Task to carry out => Only text belongs in your copy of the listing below; reproduce it exactly and leave out the pictures.

Source data Start Marker

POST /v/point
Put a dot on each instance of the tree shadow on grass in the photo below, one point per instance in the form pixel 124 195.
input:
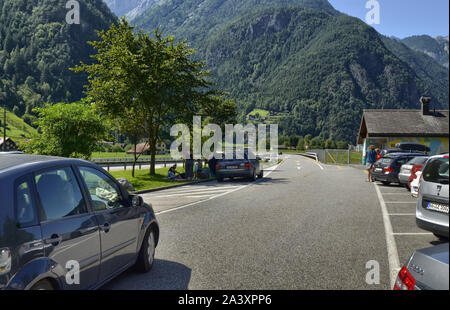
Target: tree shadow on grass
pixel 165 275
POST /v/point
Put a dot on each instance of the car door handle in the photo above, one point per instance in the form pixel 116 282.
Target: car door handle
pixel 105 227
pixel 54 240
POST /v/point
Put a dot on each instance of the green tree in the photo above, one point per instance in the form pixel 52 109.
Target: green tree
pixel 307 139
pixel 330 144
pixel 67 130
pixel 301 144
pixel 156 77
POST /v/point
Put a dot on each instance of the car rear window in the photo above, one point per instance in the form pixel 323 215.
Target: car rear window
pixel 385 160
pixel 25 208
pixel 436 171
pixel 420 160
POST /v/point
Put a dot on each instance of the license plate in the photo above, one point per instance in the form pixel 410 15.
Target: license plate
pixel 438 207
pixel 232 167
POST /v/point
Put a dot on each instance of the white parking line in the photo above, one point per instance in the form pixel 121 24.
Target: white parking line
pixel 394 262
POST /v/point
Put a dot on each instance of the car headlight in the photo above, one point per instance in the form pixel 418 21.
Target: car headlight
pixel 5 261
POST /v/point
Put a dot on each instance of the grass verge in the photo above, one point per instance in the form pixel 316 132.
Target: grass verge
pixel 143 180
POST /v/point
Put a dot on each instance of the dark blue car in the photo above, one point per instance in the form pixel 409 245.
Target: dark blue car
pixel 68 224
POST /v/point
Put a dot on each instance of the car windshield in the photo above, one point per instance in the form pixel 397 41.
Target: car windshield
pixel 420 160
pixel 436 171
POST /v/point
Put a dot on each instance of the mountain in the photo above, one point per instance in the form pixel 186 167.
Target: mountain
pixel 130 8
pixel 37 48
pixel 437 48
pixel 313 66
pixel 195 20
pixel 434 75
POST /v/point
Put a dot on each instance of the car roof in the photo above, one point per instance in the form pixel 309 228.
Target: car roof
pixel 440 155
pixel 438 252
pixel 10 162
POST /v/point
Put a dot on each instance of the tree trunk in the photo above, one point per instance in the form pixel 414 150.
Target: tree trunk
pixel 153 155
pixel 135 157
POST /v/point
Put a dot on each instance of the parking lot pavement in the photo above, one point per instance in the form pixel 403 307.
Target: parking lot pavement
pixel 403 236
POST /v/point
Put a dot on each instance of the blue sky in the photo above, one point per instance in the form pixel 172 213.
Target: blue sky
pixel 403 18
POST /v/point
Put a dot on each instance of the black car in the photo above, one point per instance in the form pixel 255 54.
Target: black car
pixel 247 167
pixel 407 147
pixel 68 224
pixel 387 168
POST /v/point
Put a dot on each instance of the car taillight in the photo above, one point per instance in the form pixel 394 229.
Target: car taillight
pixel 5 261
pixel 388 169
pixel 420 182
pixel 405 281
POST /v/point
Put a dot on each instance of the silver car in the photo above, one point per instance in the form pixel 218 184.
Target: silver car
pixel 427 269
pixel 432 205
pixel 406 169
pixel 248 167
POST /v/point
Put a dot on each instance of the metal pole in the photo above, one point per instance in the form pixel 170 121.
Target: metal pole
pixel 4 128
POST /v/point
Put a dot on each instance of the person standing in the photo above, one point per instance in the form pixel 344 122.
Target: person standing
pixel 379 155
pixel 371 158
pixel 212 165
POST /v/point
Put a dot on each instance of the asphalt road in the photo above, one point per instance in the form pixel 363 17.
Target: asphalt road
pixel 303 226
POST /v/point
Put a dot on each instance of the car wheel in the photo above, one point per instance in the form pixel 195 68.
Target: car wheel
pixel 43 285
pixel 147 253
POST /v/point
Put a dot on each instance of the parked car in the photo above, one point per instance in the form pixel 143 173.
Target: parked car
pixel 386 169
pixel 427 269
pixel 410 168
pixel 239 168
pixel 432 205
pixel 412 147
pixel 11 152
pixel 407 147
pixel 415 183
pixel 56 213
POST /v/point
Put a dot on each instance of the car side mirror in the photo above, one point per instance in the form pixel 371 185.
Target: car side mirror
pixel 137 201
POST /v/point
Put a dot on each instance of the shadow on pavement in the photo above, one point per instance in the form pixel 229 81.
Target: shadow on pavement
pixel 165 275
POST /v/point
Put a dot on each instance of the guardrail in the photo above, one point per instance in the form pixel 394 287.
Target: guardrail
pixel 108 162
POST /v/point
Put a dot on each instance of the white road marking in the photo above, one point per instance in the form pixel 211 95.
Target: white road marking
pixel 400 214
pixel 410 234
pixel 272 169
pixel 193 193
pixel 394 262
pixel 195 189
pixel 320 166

Source data End Marker

Task answer =>
POST /v/point
Put a dot on each instance of the tree shadow on grass in the photo below, one point per instance in the form pixel 124 195.
input:
Target: tree shadow on grass
pixel 165 275
POST /v/point
Put a dot on each instance of the car door handle in the photo above, one point per instance in the form pixel 116 282.
Target: car door handle
pixel 105 227
pixel 54 240
POST /v/point
Put a dot on each instance of the green tree in the photo above, one point per instance in the form pixel 52 109.
Target: green tree
pixel 307 139
pixel 330 144
pixel 67 130
pixel 301 144
pixel 156 77
POST /v/point
Put a dot on each instance of the car rear window in the photo above, one point per instance in the form pixel 323 215.
Target: car rear window
pixel 385 160
pixel 25 208
pixel 436 171
pixel 420 160
POST /v/point
Put a dot on each instance of the license plate in the photo above, one point per instance in the form pixel 410 15.
Target: license plate
pixel 438 207
pixel 232 167
POST /v/point
Put a dot on each instance of the white parking line in the photo above, one point per instance in the form pixel 121 24.
Target: white parking line
pixel 394 262
POST /v/point
Put a dot on each instance of the car headlight in the photo above, one point per instance in the form pixel 418 21.
Target: car headlight
pixel 5 261
POST /v/point
Put a dot on each instance of the grass verge in the photo above, one point per instance in the form pixel 316 132.
Target: grass verge
pixel 143 180
POST /v/point
Put a dot on each instance of the dark blue car in the photo above, one point per instance in the form pixel 409 245.
Target: dark blue car
pixel 68 224
POST /v/point
Put a dot on each instance of the car windshield in the photo above, one point per instance in the form pixel 397 41.
Target: car windshield
pixel 420 160
pixel 436 171
POST /v/point
Put a dot on each instance of the mountain in the photo above, one point per instance in the form pixel 186 167.
Target: mountain
pixel 130 8
pixel 37 48
pixel 437 48
pixel 313 66
pixel 195 20
pixel 434 75
POST /v/point
Put a dot on each instance of the car roof in the photo above, one point per instance in the form pixel 309 228.
Target: car roof
pixel 440 155
pixel 438 252
pixel 10 162
POST /v/point
Put a dot on each instance of the tree trunk in the photo above, one point per instance in the form pixel 414 150.
Target: tree trunk
pixel 153 155
pixel 135 157
POST /v/point
Put a dot on each instance of the parking lot pavement in the photo above, one point per instance in the form pixel 403 307.
Target: parking lot pavement
pixel 403 236
POST /v/point
Put a dot on each instance of the blue sky in the photo above, one point per instance in the form pixel 172 213.
Target: blue sky
pixel 403 18
POST /v/point
Put a dot on each instance of the black car in the photo above, one point per instance in the form pixel 255 54.
Target: black car
pixel 247 167
pixel 407 147
pixel 68 224
pixel 387 168
POST /v/point
Put a dot on each instance of the car taillight in the photo above, one point per instance in the form pixel 394 229.
Target: car taillight
pixel 5 261
pixel 388 169
pixel 420 182
pixel 405 281
POST /v/point
Put a dot on each instance of the silver car in the photo above, one point per instance in the form pixel 218 184.
Target: silver car
pixel 427 269
pixel 432 205
pixel 406 169
pixel 248 167
POST /v/point
Put a dot on each instance of the metal pole in the photo above, one point per instance in the form pixel 170 121.
Target: metal pole
pixel 4 128
POST /v/point
Put a dot on each instance of the person standing in the photo above, one point per instance in the form pixel 344 122.
Target: person standing
pixel 379 155
pixel 371 158
pixel 212 165
POST /v/point
Put a dot on each instance of the asphalt road in the photo above, one point per instance in the form pixel 363 17.
Target: asphalt road
pixel 303 226
POST /v/point
Put a dot on each instance of the car wheel in the photo above, one point per instance in the form pixel 195 68.
Target: car wheel
pixel 43 285
pixel 147 253
POST /v/point
Put a dot on each instance of the parked car in the photo above, one point per instance in the form pixel 143 173.
Target: parked car
pixel 386 169
pixel 427 269
pixel 410 168
pixel 239 168
pixel 432 205
pixel 412 147
pixel 11 152
pixel 407 147
pixel 415 183
pixel 56 213
POST /v/point
Put a dot on each instance of the car side mirror in the photo above, one point per instance in the form pixel 371 185.
Target: car side mirror
pixel 137 201
POST /v/point
Put a dot on each instance of the shadow on pavement in the photo above, one point per instance in the form pixel 229 81.
Target: shadow on pavement
pixel 165 275
POST /v/point
Put a dot on each instance of the guardrail in the photo above, one point per instance in the form pixel 394 287.
Target: guardrail
pixel 108 162
POST /v/point
Put a dot on each instance of the white road marking in the photo above, one point per instance in the form pixel 211 95.
Target: white road marking
pixel 400 214
pixel 410 234
pixel 272 169
pixel 193 193
pixel 394 262
pixel 195 189
pixel 320 166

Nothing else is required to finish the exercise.